-- start of Extract to read --
Connecticut Authorized Thomas Pell to Make Another Purchase of Native American Lands in 1663


It was déjà vu.  Apparently Pelham founder Thomas Pell believed that if it worked once, it likely would work again.

During early 1654, as the First Anglo-Dutch War raged, Thomas Pell used the confusion of the times to acquire from local Native Americans lands that the Dutch claimed they already had acquired -- the very lands that became the Manor of Pelham.  Indeed, in 1653 and early 1654, only months before Pell’s purchase, the Commonwealth of England and the United Provinces of the Netherlands were at war.  Although they fought the “First Anglo-Dutch War” entirely at sea, English and Dutch settlers feared fighting would spread to the North American colonies at any time.  Only days before Pell’s purchase, Dutch and English colonists were unaware that the Treaty of Westminster had been signed in Europe on April 5, 1654, ending the war. Amidst all this, Pell negotiated his acquisition of Native American lands claimed by the Dutch – a dangerously provocative act clearly designed to support the English cause and to defy the Dutch.  For more about how Pell used the unsettled political circumstances of the First Anglo-Dutch War to further his personal gain and the political objectives of the English settlers by acquiring Pelham, see Bell, Blake A., The New Englanders Who Signed Thomas Pell's 1654 Agreement Acquiring Much of Today's Bronx and Lower Westchester Counties From Native Americans, The Bronx County Historical Society Journal, Vol. XLVI, Nos. 1 & 2, pp. 25-49 (Spring / Fall, 2009).

Nearly a decade later, Thomas Pell saw another such opportunity as the winds of war swirled yet again.  The English and Dutch were on the brink of war again as the Second Anglo-Dutch War loomed.  Moreover, Thomas Pell was still smarting from the Dutch wresting control of the settlement he planted on his new Pelham lands known as "West Chester."  See Tues., Apr. 24, 2018:  Important New Scholarship on the Men to Whom Thomas Pell Sold Part of the Manor of Pelham in 1654; Wed., Apr. 25, 2018:  More on the Settlement of Westchester Planted by Thomas Pell in 1654.

As the drums of war sounded, in March of 1663, more than a year before Petrus Stuyvesant surrendered New Amsterdam to a small English fleet on September 8, 1664, Thomas Pell obtained a license from the General Assembly of the Colony of Connecticut to acquire lands to expand his Pelham purchase.  

At a session of the General Assembly held at Hartford on March 10, 1663, Governor John Winthrop Jr. and the members of his Assembly entered the following into the records of the Assembly:

"AT A SESSION OF THE GEN ll ASSEMBLY AT HARTFORD, MARCH 10th 1663.

John Winthrop Esq r, Gou r.

Assis ts.
-- end of Extract to read --
## What to produce
Supply the next part of the piece on Thomas Pell's 1663 land purchase, starting from the point where it stops. The listing after this point is separate material and not part of the piece on Thomas Pell's 1663 land purchase.
-- start of Dataset content --
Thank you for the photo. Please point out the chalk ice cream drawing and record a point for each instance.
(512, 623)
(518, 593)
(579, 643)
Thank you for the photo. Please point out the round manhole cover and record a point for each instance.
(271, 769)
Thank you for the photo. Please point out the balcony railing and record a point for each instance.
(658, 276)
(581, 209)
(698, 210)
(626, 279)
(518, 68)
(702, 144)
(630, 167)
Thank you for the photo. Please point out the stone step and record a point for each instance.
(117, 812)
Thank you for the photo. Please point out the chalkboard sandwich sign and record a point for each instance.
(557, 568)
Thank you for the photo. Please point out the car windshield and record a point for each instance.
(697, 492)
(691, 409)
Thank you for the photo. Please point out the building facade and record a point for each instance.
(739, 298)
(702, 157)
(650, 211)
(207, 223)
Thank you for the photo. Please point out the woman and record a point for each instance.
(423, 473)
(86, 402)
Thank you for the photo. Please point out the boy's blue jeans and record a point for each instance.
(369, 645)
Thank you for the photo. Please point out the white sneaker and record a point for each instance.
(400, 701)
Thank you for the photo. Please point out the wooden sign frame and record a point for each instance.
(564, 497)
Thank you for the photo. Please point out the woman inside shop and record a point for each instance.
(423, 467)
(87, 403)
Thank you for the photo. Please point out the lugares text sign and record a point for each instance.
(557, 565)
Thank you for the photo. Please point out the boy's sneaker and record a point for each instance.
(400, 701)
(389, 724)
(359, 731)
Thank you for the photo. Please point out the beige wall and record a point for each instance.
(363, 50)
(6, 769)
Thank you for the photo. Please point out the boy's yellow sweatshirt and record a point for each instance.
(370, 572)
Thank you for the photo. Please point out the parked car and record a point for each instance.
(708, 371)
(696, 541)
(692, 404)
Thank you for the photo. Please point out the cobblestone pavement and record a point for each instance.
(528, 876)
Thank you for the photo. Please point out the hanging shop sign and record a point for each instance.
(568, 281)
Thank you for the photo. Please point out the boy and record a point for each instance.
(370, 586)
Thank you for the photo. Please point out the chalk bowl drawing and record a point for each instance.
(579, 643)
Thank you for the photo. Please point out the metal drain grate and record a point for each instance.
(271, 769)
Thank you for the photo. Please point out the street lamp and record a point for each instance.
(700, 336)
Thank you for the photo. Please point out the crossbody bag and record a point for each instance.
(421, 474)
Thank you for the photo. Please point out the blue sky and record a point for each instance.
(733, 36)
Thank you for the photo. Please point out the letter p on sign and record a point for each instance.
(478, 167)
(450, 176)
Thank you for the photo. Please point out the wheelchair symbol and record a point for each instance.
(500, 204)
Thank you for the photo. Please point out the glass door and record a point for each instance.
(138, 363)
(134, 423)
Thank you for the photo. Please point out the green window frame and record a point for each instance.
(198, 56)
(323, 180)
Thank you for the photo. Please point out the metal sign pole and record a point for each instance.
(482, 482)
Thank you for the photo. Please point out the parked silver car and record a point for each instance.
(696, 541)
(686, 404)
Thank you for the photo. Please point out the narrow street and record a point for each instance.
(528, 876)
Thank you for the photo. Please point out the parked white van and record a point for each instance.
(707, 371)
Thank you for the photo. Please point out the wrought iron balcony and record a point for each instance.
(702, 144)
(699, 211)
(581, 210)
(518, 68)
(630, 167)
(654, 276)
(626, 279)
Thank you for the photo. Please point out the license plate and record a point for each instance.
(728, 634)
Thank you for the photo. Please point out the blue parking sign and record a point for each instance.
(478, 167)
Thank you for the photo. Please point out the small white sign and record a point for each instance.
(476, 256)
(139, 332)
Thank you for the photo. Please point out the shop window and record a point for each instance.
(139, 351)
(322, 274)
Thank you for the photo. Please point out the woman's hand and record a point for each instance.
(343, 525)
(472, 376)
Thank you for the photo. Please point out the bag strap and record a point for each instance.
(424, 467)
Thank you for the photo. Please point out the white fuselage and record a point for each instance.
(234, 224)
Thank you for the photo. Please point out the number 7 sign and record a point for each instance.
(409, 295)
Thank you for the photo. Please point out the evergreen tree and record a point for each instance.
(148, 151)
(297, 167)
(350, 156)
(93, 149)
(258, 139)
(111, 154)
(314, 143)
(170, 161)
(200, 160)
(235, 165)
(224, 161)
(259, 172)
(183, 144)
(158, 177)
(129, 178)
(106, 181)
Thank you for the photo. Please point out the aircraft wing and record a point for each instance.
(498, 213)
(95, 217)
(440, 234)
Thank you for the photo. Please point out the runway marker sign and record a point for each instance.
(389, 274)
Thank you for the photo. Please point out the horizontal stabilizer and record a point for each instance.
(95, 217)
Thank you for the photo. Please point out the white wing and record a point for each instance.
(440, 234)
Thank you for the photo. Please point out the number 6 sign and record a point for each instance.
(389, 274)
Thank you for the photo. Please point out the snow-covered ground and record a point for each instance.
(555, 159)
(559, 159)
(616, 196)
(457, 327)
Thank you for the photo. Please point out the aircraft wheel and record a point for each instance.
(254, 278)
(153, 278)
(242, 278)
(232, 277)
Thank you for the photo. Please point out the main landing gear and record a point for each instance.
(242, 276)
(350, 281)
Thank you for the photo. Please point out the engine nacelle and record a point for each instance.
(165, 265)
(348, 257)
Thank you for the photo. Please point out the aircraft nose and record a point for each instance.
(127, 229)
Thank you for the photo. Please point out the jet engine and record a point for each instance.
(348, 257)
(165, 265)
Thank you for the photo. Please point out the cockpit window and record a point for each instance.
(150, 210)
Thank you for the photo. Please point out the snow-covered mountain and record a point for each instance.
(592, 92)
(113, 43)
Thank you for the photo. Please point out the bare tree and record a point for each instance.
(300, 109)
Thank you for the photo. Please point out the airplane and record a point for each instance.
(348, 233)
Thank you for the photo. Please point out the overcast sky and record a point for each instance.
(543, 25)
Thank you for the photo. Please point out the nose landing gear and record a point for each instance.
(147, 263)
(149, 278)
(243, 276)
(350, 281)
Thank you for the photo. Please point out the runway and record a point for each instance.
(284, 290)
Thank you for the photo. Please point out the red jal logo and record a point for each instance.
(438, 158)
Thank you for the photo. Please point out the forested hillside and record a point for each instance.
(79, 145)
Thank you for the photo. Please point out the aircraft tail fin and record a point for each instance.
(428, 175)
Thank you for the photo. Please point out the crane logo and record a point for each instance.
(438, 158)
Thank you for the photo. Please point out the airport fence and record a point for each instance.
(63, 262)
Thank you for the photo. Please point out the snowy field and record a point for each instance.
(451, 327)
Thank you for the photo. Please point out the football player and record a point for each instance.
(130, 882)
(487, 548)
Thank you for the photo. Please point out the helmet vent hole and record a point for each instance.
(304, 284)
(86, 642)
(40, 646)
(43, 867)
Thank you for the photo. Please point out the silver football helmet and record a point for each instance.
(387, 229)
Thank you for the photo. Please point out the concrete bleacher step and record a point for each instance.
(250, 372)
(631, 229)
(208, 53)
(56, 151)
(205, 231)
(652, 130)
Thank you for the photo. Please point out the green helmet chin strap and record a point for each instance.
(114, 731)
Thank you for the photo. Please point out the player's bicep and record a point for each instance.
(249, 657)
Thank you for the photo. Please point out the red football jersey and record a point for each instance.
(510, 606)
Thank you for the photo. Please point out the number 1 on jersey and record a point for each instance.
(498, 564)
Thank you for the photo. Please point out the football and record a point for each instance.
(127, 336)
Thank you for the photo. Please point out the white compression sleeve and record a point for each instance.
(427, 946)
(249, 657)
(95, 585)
-- end of Dataset content --
## Output below
Mr. Allyn,          Mr. Woolcot,
Mr. Willys,        Mr. Clark,
Mr. Treat,          Mr. Allyn, et Sec'y.

Deputies:

Mr. Wadsworth,       Tho:  Judd,               John Nott,
Mr. Fitch,                 Mr. Jehu Burre         Wm. Cheny,
Capt. Newbery,        John Bnkes,             Tho: Tracy,
Ln t Fyler,                Nath:  White,            Tho:  Leppingwell,
Anth:  Hawkins,       Sam ll Boreman,       Mr. Rob:  Chapman. . . .

This Court doth grant liberty to Mr. Thomas Pell to buy all that land of the Indian proprietors between West Chester and Hudsons Riuer, (that makes Manhatoes an Island,) and lay it to West Chester, prouided that it be not purchased by any before, nor in their possession. . . ."

Source:  The Public Records of the Colony of Connecticut, Prior to the Union with New Haven Colony, May, 1655; Transcribed and Published, (In Accordance with a Resolution of the General Assembly,) Under the Supervision of the Secretary of State, With Occasional Notes, and an Appendix:  By J. Hammond Trumbull, Vol. I, pp. 417418 (Hartford, CT:  Brown & Parsons, 1850).

Though there are no further records of efforts by Pell to secure the lands to the southwest of his Pelham purchase all the way to the Hudson River, had he done so, today's Pelham likely would be a very different place.  For reasons now lost to history, however, Thomas Pell never succeeded (and, perhaps, never attempted) to acquire such additional lands adjacent to those he purchased on June 27, 1654 that subsequently became the Manor of Pelham.



John Winthrop, Known as "John Winthrop Junior" or "The Younger,"
Was the Eldest Son of John Winthrop, the First Governor of the Massachusetts
Bay Colony, and Mary Forth.  He Was Governor of the Colony of Connecticut
and Head of the General Assembly at the Time a License Was Issued to Thomas
Pell on March 10, 1663 to Purchase Additional Lands from Native Americans
Adjacent to the Lands that Became the Manor of Pelham.  NOTE:  Click on
Image to Enlarge.

*          *          *         *          *

Below is a brief excerpt of material from a wonderful article by L. H. Roper entitled in a recent issue of The New England Quarterly entitled "The Fall of New Netherland and Seventeenth-Century Anglo-American Imperial Formation, 1654-1676."  It provides an excellent background of the tumultuous events leading up to the Second Anglo-Dutch War and the surrender of New Amsterdam to the English on September 8, 1663.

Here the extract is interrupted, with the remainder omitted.